Copy the records below from the line containing "of kitchen countertop." through the line containing "(120, 95), (223, 239)", requests included, and scale every bounding-box coordinate in the answers by 0.35, rounding to whole numbers with halves rounded up. Leave the requests and their sample coordinates as they are.

◆ **RECORDS FOR THIS TASK**

┌──

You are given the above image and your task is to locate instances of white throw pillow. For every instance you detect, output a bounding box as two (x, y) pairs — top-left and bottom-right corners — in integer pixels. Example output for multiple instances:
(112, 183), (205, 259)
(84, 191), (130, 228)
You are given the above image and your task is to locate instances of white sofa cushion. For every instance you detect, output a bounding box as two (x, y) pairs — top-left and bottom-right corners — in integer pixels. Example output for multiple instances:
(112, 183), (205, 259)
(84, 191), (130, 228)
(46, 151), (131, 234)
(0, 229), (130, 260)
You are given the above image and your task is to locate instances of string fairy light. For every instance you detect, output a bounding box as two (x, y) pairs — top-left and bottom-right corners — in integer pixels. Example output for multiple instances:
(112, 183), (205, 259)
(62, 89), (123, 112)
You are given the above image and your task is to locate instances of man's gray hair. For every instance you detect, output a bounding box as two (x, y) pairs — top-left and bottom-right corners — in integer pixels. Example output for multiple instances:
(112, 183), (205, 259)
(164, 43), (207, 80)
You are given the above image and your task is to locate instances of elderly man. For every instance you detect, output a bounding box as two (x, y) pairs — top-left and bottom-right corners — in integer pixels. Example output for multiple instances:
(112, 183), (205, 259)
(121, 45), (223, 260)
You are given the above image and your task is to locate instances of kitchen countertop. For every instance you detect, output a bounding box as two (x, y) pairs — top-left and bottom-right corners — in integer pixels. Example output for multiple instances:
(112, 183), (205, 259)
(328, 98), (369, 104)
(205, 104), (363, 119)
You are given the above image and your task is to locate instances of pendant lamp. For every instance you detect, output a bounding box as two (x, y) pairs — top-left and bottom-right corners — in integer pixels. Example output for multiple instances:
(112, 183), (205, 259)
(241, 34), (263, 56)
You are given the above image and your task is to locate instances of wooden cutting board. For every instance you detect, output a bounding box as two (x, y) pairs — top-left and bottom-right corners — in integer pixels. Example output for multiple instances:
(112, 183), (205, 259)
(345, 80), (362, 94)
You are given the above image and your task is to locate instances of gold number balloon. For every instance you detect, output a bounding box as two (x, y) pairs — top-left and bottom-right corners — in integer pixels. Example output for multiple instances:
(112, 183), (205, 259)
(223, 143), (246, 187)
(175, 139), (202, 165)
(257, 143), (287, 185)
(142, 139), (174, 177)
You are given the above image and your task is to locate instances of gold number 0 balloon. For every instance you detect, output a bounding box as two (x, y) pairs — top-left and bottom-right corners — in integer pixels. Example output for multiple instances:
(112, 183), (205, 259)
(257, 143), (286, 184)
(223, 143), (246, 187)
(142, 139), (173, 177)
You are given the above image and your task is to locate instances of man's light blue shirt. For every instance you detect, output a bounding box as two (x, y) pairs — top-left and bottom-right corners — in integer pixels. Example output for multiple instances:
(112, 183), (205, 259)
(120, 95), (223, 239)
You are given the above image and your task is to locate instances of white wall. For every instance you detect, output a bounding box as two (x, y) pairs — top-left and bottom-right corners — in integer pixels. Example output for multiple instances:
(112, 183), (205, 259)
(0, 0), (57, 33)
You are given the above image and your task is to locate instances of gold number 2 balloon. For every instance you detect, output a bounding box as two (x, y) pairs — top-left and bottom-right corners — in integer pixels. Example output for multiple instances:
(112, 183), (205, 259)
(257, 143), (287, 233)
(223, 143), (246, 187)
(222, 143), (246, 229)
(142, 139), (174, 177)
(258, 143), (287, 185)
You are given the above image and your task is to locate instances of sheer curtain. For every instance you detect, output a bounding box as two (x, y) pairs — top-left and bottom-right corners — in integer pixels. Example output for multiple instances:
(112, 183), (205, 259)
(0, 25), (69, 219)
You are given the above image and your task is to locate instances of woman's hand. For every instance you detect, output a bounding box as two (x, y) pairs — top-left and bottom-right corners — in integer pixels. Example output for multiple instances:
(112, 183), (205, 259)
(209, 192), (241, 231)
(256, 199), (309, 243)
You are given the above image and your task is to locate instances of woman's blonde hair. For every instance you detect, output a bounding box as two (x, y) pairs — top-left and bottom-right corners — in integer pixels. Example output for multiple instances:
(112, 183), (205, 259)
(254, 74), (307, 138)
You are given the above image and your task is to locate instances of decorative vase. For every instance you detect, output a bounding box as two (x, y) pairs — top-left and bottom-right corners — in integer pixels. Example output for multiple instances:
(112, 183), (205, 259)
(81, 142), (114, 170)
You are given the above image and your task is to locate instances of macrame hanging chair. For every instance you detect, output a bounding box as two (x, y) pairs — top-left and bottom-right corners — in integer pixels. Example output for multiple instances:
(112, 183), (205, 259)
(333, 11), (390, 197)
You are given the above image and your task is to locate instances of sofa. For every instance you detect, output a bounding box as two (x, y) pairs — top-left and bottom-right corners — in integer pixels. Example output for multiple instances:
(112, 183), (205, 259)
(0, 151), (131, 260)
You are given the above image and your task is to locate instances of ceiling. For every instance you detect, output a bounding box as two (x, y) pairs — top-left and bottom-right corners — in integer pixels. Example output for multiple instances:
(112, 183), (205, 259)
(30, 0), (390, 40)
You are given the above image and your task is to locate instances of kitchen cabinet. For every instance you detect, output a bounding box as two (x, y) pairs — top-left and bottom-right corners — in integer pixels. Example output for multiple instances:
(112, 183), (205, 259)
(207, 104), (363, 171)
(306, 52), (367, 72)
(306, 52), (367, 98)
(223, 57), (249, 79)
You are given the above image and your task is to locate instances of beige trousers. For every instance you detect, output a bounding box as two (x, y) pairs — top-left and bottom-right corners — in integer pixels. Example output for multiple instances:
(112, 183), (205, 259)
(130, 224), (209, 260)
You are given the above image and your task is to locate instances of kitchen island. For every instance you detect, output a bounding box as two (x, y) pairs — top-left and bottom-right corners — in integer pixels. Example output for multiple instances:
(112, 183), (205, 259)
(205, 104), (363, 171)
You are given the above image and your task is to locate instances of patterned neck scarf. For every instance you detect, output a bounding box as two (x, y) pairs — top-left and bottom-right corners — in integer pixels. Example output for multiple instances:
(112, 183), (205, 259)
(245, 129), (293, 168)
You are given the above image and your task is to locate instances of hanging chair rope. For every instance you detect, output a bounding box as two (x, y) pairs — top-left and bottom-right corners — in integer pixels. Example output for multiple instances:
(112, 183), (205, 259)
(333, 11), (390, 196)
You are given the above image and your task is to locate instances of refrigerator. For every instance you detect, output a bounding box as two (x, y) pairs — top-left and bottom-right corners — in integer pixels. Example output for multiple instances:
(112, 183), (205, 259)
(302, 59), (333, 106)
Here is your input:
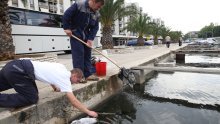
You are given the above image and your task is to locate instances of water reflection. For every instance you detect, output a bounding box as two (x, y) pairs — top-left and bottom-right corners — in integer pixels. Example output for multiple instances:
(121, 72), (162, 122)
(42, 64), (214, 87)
(145, 72), (220, 105)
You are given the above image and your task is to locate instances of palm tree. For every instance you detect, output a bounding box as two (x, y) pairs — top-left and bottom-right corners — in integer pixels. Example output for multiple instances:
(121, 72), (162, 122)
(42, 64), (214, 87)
(100, 0), (137, 49)
(125, 13), (150, 46)
(160, 26), (171, 43)
(0, 0), (15, 61)
(0, 0), (27, 61)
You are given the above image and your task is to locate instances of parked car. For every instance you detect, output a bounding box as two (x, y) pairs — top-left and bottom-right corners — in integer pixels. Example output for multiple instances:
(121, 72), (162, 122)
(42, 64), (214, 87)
(127, 39), (154, 46)
(197, 38), (216, 44)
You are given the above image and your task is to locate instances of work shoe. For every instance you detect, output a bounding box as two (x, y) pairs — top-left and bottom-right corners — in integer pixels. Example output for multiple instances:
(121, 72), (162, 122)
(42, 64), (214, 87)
(86, 75), (99, 81)
(79, 78), (87, 84)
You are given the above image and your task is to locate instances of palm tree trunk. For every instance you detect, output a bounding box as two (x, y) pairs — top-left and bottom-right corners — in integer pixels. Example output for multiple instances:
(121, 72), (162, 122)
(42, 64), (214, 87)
(0, 0), (15, 61)
(137, 36), (144, 46)
(101, 27), (113, 49)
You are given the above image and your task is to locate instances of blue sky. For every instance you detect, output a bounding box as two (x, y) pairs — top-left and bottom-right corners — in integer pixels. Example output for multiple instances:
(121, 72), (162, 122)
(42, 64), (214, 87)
(125, 0), (220, 33)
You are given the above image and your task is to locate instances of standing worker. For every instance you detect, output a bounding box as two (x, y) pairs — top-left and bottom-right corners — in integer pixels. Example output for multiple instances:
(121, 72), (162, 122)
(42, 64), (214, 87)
(63, 0), (104, 81)
(165, 36), (170, 48)
(179, 37), (183, 46)
(0, 59), (98, 117)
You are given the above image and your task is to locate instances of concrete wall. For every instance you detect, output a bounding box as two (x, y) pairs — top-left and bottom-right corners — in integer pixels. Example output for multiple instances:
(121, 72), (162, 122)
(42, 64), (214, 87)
(0, 76), (122, 124)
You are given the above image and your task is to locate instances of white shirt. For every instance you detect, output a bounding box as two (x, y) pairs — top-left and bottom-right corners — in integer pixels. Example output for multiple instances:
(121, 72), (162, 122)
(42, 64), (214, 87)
(31, 60), (72, 92)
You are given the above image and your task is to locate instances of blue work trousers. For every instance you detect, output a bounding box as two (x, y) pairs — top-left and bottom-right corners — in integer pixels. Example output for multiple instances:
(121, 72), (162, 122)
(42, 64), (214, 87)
(70, 38), (92, 78)
(0, 60), (38, 108)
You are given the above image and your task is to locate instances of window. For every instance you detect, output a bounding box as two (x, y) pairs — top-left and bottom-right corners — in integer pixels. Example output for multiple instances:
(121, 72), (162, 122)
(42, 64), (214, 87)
(29, 0), (34, 10)
(9, 8), (25, 24)
(38, 0), (49, 12)
(50, 14), (62, 28)
(59, 0), (64, 13)
(49, 0), (57, 13)
(12, 0), (18, 7)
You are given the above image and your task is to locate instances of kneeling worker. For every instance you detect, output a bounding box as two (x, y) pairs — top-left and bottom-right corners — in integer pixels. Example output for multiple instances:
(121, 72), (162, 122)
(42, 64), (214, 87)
(0, 59), (98, 117)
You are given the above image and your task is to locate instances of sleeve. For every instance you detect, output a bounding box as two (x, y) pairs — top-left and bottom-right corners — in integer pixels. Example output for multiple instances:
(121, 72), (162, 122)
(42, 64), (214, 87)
(88, 18), (99, 40)
(62, 3), (77, 30)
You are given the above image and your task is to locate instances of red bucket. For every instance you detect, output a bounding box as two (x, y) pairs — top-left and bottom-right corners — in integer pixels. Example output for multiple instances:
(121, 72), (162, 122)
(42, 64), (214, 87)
(95, 62), (107, 76)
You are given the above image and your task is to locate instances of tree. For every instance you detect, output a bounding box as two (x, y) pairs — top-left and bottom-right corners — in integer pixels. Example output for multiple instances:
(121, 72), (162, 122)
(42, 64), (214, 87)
(213, 26), (220, 37)
(0, 0), (15, 61)
(170, 31), (182, 42)
(160, 26), (171, 42)
(125, 13), (150, 46)
(100, 0), (137, 49)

└──

◆ **TASK OUTPUT**
You are given the above image and your task is to locate instances of kitchen countertop. For every instance you detect, output a bounding box as two (x, y) pairs — top-left and bottom-right corners — in integer pixels. Example output for multiple instances:
(112, 183), (205, 259)
(115, 34), (129, 36)
(72, 36), (127, 42)
You are given the above image and your task is to locate instances of pendant lamp. For every instance you detect, output a bounding box as two (x, y) pairs — top-left and bottom-right corners — in integer pixels. Example output for multiple instances:
(112, 183), (205, 259)
(84, 12), (92, 20)
You are given the above image and your task is to locate instances of wooden cutting board. For every instance you detect, output a bounding box as two (x, y) pairs — top-left and bottom-right corners — in integer pixels. Example output for multiple instances:
(112, 183), (205, 259)
(121, 28), (127, 33)
You are given the above image and your task is to locate instances of gold number balloon. For every instance you detect, output a bounding box as two (x, y) pairs — top-left and bottom-right corners — in integer pixels. Example output for multiple instances:
(112, 183), (205, 259)
(78, 50), (86, 65)
(61, 49), (71, 58)
(90, 50), (100, 65)
(50, 49), (61, 62)
You are given the above image and your task is to locate instances of gold number 0 balloon. For every instance you detect, output a bounding box as two (x, y) pairs — top-left and bottom-right corners — in integer pixels. Example output for multiple instances:
(112, 183), (205, 259)
(90, 50), (100, 64)
(78, 50), (86, 65)
(50, 49), (61, 62)
You are given the above image and your task is to locate instances of man's light blue shirt. For every instance you detect, output a bounding box as two (x, y) pairs — top-left and bottom-right corners — in integer pixels. Example output for multiple instances:
(112, 183), (205, 259)
(42, 33), (78, 84)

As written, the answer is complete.